(Instructions):
**A)** In the text on ICBC claims, how was the plaintiff in Eblaghie v. Lee injured?
**B)** Summarize the text on ICBC claims in two sentences.

(Text):
·····

More on ICBC Claims and Pre-Existing Asymptomatic Conditions

Quite often when people are injured in a car crash and experience pain they have X-rays or other diagnostic images taken of the painful areas.  Often times these studies show arthritis or other degenerative changes which didn’t pose any problems before the accident.
A common defence tactic is to argue that these degenerative changes would have become painful around the time of the accident in any event and therefore the person is entitled to less compensation.  Reasons for judgement were released today by the BC Supreme Court, Vancouver Registry, dealing with (and rejecting) such a defence.
In today’s case (Eblaghie v. Lee) the Plaintiff was injured when she was crossing the street in a marked crosswalk and was struck by the Defendant’s car.  Fault was admitted by the driver.  The Court found that the Plaintiff suffered ‘mechanical back pain…a soft tissue injury that affected the cervical spine” and also right knee “tear in the medial meniscus and patellofemoral derangement“.

·····

(Stored records):

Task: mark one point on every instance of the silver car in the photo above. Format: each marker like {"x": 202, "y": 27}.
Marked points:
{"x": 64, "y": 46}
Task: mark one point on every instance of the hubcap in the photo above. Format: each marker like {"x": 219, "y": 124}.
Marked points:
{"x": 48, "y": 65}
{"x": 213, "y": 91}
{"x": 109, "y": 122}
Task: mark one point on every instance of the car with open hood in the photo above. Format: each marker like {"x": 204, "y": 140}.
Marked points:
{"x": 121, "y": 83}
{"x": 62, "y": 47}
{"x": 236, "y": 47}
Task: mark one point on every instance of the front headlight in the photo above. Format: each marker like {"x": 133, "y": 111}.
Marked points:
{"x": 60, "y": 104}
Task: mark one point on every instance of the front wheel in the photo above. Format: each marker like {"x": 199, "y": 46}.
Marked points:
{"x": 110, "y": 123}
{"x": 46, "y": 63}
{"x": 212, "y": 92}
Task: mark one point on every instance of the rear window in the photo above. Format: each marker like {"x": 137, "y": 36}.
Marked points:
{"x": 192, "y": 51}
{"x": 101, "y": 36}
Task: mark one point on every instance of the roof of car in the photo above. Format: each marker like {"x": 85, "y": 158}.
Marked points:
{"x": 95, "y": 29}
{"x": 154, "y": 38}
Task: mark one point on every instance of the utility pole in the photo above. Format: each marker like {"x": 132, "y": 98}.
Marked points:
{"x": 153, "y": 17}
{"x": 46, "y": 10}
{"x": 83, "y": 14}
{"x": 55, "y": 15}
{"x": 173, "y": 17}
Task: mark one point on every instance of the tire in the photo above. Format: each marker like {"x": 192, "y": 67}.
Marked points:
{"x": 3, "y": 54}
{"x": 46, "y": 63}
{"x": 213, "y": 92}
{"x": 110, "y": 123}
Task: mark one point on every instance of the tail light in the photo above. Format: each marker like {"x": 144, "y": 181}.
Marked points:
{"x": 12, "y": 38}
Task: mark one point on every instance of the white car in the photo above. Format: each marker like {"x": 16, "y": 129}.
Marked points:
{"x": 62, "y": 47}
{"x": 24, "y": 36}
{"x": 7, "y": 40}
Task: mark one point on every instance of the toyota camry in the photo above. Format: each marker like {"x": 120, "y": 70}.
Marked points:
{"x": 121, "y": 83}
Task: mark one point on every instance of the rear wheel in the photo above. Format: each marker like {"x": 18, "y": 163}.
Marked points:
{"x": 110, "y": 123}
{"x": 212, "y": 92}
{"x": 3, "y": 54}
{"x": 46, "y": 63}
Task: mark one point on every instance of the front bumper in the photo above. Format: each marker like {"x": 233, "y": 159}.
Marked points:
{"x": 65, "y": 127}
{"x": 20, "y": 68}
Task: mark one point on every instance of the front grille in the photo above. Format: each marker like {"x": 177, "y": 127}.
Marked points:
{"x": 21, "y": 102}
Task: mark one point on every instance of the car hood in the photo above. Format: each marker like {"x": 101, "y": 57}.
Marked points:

·····

(Answers for each item):
**A)** She was struck by the defendant's car while crossing the street in a marked crosswalk.

**B)** X-rays taken after car crashes often show arthritis or other degenerative changes that caused no problems before the accident, and defendants commonly argue these changes would have become painful around then anyway, so the injured person deserves less compensation. The BC Supreme Court rejected that defense in Eblaghie v. Lee, where a driver who admitted fault struck the plaintiff in a marked crosswalk, leaving her with mechanical back pain, a soft tissue injury to the cervical spine, and a torn medial meniscus and patellofemoral derangement in her right knee.